Transcribe all the records with complete accuracy.

> **Location identification items**
■ ■ ■ ■ ■

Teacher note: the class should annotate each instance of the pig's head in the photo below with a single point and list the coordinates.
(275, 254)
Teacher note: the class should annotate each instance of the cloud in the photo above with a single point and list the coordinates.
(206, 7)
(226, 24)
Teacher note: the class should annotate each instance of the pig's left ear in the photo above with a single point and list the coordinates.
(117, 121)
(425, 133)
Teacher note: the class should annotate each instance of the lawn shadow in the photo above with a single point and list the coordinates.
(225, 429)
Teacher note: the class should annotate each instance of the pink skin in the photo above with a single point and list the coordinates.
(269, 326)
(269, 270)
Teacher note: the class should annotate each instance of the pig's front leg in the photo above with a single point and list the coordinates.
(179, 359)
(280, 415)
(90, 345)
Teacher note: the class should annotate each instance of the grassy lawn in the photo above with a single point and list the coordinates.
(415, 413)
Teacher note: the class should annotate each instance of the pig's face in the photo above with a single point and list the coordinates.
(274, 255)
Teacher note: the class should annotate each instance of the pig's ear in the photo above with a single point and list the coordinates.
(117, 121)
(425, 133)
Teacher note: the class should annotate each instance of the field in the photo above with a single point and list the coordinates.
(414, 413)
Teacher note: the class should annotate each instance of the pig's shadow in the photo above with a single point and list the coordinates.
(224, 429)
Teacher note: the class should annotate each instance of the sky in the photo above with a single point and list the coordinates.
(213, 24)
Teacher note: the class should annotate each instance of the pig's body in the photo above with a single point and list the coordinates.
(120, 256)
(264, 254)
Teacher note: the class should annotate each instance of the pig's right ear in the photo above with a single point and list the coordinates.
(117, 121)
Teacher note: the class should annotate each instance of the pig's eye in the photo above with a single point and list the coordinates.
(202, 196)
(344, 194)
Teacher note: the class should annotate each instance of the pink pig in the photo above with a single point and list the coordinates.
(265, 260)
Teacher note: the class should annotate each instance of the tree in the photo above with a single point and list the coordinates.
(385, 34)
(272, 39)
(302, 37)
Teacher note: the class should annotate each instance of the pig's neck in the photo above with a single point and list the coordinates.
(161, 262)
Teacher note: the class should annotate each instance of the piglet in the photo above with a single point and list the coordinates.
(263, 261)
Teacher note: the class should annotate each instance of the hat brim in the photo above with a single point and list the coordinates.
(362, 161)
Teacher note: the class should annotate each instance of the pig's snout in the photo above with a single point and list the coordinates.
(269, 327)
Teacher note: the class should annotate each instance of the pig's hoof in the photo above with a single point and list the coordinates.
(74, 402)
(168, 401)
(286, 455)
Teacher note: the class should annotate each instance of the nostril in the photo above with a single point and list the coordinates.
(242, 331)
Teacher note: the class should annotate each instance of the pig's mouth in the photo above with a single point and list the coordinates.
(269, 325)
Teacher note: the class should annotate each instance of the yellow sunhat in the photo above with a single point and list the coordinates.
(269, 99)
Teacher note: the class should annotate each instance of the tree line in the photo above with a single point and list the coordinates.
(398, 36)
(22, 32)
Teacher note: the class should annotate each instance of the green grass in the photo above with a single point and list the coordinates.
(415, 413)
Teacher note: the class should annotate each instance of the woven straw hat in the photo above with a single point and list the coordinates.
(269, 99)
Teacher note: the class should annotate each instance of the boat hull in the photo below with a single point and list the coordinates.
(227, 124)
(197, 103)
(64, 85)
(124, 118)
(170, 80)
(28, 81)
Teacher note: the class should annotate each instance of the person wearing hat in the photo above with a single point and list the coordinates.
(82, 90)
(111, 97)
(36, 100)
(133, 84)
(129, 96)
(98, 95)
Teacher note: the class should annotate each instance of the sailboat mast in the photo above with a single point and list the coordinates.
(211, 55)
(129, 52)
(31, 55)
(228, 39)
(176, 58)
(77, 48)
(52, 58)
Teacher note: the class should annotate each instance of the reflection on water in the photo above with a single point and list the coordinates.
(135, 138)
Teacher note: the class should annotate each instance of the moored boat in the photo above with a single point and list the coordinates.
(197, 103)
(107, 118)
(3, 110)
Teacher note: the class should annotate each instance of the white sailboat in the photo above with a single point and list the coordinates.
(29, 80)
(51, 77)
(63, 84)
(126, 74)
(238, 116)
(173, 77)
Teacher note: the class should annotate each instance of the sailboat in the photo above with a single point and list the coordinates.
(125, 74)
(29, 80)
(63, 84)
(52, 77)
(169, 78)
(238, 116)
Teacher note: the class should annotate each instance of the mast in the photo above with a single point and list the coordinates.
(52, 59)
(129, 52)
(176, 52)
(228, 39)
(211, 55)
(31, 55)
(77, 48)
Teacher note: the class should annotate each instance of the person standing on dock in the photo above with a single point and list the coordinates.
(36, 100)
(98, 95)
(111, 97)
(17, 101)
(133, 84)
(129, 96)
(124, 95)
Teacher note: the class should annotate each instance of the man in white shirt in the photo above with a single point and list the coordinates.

■ ■ ■ ■ ■

> **THE RESULT**
Teacher note: the class should annotate each instance of the pig's head in the photo below with a single point and list the coordinates.
(275, 254)
Teacher note: the class should annotate each instance of the cloud in the photo above with a single point and list the coordinates.
(206, 7)
(226, 24)
Teacher note: the class should annotate each instance of the pig's left ear in the photo above with a single point and list the coordinates.
(117, 121)
(425, 133)
Teacher note: the class should annotate each instance of the lawn shadow in the photo above with a single point and list the coordinates.
(225, 429)
Teacher note: the class should annotate each instance of the pink skin in the photo above with a single point and list the coordinates.
(269, 326)
(269, 270)
Teacher note: the class should annotate each instance of the pig's front leg in the photo above with a single point and list the coordinates.
(179, 359)
(280, 415)
(90, 345)
Teacher note: the class should annotate each instance of the grassy lawn in the photo above with a single point and list the coordinates.
(415, 413)
Teacher note: the class should annotate each instance of the pig's face in the photo above with a single point and list the coordinates.
(274, 255)
Teacher note: the class should annotate each instance of the pig's ear in the photo above with a single point and list the coordinates.
(117, 121)
(425, 133)
Teacher note: the class should annotate each instance of the field in the photo above with a single point and list the coordinates.
(414, 413)
Teacher note: the class should annotate each instance of the pig's shadow in the photo above with a single point and list the coordinates.
(224, 429)
Teacher note: the class should annotate each instance of the sky in the photo above with a single point and list the coordinates.
(213, 24)
Teacher note: the class should annotate each instance of the pig's body in the photo above with a single point and list the coordinates.
(120, 256)
(264, 254)
Teacher note: the class should annotate each instance of the pig's right ear in the photo above with a single point and list the coordinates.
(117, 121)
Teacher note: the class should annotate each instance of the pig's eye in the photo above with a single point and list the coordinates.
(202, 196)
(344, 194)
Teacher note: the class should annotate each instance of the pink pig in the photo above with a single point and list the coordinates.
(265, 260)
Teacher note: the class should annotate each instance of the tree in the photo above with a single point and list the coordinates.
(385, 34)
(272, 39)
(302, 37)
Teacher note: the class should annotate each instance of the pig's neck in the photo above with a single point and list the coordinates.
(161, 262)
Teacher note: the class should annotate each instance of the piglet in the photo above with a single point and list the coordinates.
(263, 261)
Teacher note: the class should annotate each instance of the hat brim in the photo above with a single point and list the coordinates.
(362, 161)
Teacher note: the class should annotate each instance of the pig's snout in the photo above with a single point and list the coordinates.
(269, 327)
Teacher note: the class should annotate each instance of the pig's hoof in the photo above with a single point and list the coordinates.
(74, 402)
(168, 401)
(286, 455)
Teacher note: the class should annotate each instance of the nostril in the photo above with a single point and list the coordinates.
(242, 331)
Teacher note: the class should annotate each instance of the pig's mouth in the photo above with a single point and list the coordinates.
(269, 325)
Teacher note: the class should annotate each instance of the yellow sunhat in the photo above with a single point and list the coordinates.
(269, 99)
Teacher note: the class should annotate each instance of the tree line in the photo above with a single point and list the coordinates.
(398, 36)
(22, 32)
Teacher note: the class should annotate each instance of the green grass in the photo above with a single point and list the coordinates.
(415, 413)
Teacher note: the class should annotate each instance of the woven straw hat in the photo above with a single point and list the coordinates.
(269, 99)
Teacher note: the class should annotate each instance of the boat hull in the photo below with a single point and list the coordinates.
(227, 124)
(197, 103)
(64, 85)
(124, 118)
(170, 80)
(28, 81)
Teacher note: the class should annotate each instance of the person wearing hat in the photo above with a single point and list the coordinates.
(82, 90)
(111, 97)
(36, 100)
(133, 84)
(129, 96)
(98, 95)
Teacher note: the class should annotate each instance of the sailboat mast in the photo above with a single point and list the coordinates.
(211, 55)
(129, 52)
(31, 55)
(228, 39)
(176, 58)
(77, 48)
(52, 58)
Teacher note: the class should annotate each instance of the reflection on water in the photo above with a single point and list the coordinates.
(135, 138)
Teacher note: the class should annotate each instance of the moored boat in the photo above with a single point and list the coordinates.
(197, 103)
(107, 118)
(3, 110)
Teacher note: the class should annotate each instance of the white sailboat in the photo above with a single point and list the coordinates.
(29, 80)
(51, 77)
(63, 84)
(126, 74)
(238, 116)
(173, 77)
Teacher note: the class should annotate each instance of the sailboat in the photo above with a single point and list the coordinates.
(125, 74)
(29, 80)
(63, 84)
(52, 77)
(169, 78)
(238, 116)
Teacher note: the class should annotate each instance of the mast in the photo above with a single point and list the coordinates.
(52, 59)
(129, 52)
(176, 52)
(228, 39)
(211, 55)
(31, 55)
(77, 48)
Teacher note: the class should annotate each instance of the person standing on dock in the photo above with a single point and list the coordinates.
(36, 100)
(98, 95)
(111, 97)
(17, 101)
(133, 84)
(129, 96)
(124, 95)
Teacher note: the class should annotate each instance of the man in white shirt in the photo above with a single point and list the coordinates.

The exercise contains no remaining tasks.